## What you have to do
Would you write out the listing verbatim and skip every picture in it?

## Task material
>>>
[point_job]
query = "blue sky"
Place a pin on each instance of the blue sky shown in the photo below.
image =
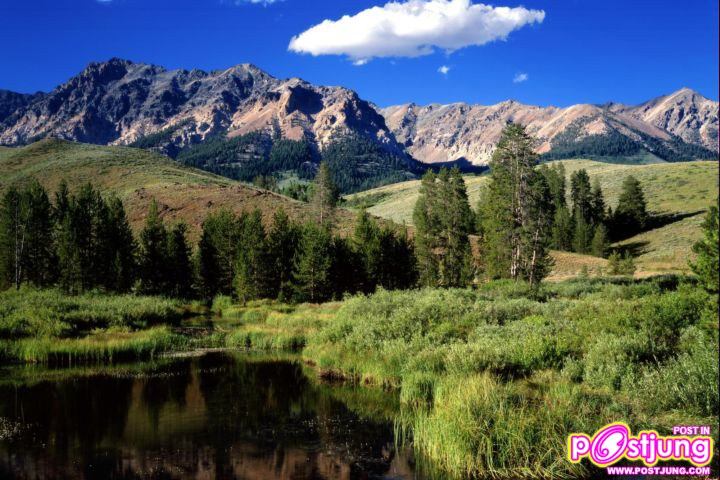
(575, 51)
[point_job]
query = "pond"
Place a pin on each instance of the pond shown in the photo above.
(215, 415)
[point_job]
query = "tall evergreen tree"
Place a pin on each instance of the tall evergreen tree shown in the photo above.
(282, 243)
(313, 266)
(122, 248)
(403, 264)
(325, 195)
(516, 211)
(443, 222)
(366, 240)
(583, 234)
(40, 259)
(179, 271)
(13, 234)
(347, 267)
(631, 212)
(555, 177)
(581, 195)
(597, 204)
(536, 232)
(217, 253)
(599, 243)
(82, 240)
(153, 253)
(563, 230)
(706, 264)
(252, 271)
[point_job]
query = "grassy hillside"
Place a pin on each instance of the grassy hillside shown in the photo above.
(137, 176)
(681, 189)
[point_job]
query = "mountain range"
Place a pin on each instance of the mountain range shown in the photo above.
(120, 102)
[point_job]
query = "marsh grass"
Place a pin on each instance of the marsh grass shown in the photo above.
(102, 347)
(47, 326)
(43, 313)
(496, 378)
(268, 325)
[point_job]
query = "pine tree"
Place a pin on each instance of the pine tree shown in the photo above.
(583, 234)
(346, 268)
(252, 268)
(366, 240)
(39, 252)
(312, 271)
(153, 253)
(217, 253)
(325, 195)
(631, 212)
(282, 241)
(599, 243)
(581, 195)
(516, 211)
(426, 217)
(555, 176)
(597, 204)
(122, 251)
(403, 264)
(535, 260)
(443, 222)
(562, 230)
(13, 233)
(456, 261)
(706, 264)
(179, 272)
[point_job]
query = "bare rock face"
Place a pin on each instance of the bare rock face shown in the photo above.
(119, 102)
(442, 133)
(684, 113)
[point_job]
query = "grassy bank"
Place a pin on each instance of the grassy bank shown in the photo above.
(491, 380)
(497, 378)
(47, 326)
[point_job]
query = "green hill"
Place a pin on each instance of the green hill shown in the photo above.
(683, 190)
(137, 176)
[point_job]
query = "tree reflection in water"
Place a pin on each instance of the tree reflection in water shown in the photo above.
(220, 415)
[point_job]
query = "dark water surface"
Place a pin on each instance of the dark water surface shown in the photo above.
(219, 415)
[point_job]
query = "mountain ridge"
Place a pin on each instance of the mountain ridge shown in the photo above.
(445, 132)
(120, 102)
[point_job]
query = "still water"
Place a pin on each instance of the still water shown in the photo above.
(218, 415)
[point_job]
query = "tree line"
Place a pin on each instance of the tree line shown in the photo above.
(522, 214)
(83, 241)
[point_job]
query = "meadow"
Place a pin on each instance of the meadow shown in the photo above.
(676, 193)
(137, 176)
(492, 380)
(49, 327)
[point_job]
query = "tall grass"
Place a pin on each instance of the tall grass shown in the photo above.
(99, 347)
(39, 313)
(47, 326)
(498, 377)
<<<
## Written response
[point_job]
query = "blue sky"
Place a pin on each instance of the blue sky shown in the photo below.
image =
(575, 51)
[point_job]
query = "pond"
Place a pin on each instance of the pond shown in the photo above.
(215, 415)
[point_job]
query = "tall evergreen tree"
Place a pin on each instance of the tall evergreen tree shown in the photo above.
(282, 243)
(313, 266)
(122, 248)
(403, 264)
(325, 195)
(516, 211)
(443, 222)
(366, 240)
(583, 234)
(40, 259)
(179, 271)
(13, 234)
(347, 267)
(631, 212)
(555, 177)
(581, 195)
(597, 204)
(536, 232)
(217, 253)
(599, 243)
(82, 240)
(153, 253)
(563, 230)
(706, 264)
(252, 271)
[point_job]
query = "grassy hillside"
Place a pin on each instance of the grassy hillside shown in the photo above.
(137, 176)
(681, 189)
[point_job]
query = "mountain range"
Place a pin on each instance of the mountain range shown in the photo above.
(120, 102)
[point_job]
query = "marsh grass"
Place a pin on each instance of the marsh grass shown in the photo above.
(102, 347)
(47, 326)
(43, 313)
(496, 378)
(268, 325)
[point_job]
query = "pine tree"
Place a pin on each instance of the pine tree shown in the photo above.
(583, 234)
(346, 268)
(252, 268)
(366, 240)
(39, 252)
(312, 271)
(153, 253)
(217, 253)
(325, 195)
(631, 212)
(282, 241)
(599, 243)
(581, 195)
(516, 211)
(426, 217)
(555, 176)
(597, 204)
(122, 251)
(403, 264)
(535, 260)
(443, 222)
(562, 230)
(13, 233)
(456, 261)
(706, 264)
(179, 272)
[point_job]
query = "bare rock face"
Place a pin on each instance of the bare rock face shown in the photo above.
(119, 102)
(442, 133)
(684, 113)
[point_job]
query = "grassy bank"
Place a pin on each instance of the grassy bank shown in the photo above.
(491, 380)
(497, 378)
(47, 326)
[point_job]
query = "green hill"
Place a pin on each instance of the green hill shown in the photo above.
(683, 190)
(137, 176)
[point_job]
query = "tree reflection in water"
Place a pin on each instance of the tree reflection in water shown in the photo above.
(220, 415)
[point_job]
query = "dark water surface"
Place a pin on each instance of the dark water surface shown in the photo above.
(219, 415)
[point_job]
query = "mountain ridge"
Place a pin on each instance of the mountain ridge shown in the photo above.
(445, 132)
(120, 102)
[point_job]
query = "still water"
Place a pin on each instance of the still water shown in the photo above.
(218, 415)
[point_job]
query = "tree line"
Place a pin on each instance of the tree line shown in the photo above.
(522, 214)
(83, 241)
[point_job]
query = "meadow"
Place a pin on each instance of the meadow shown in the photo above.
(676, 193)
(137, 176)
(492, 380)
(49, 327)
[point_job]
query = "tall grass"
Place a pin on each instance of the tall grass shown in the photo above.
(99, 347)
(39, 313)
(47, 326)
(498, 377)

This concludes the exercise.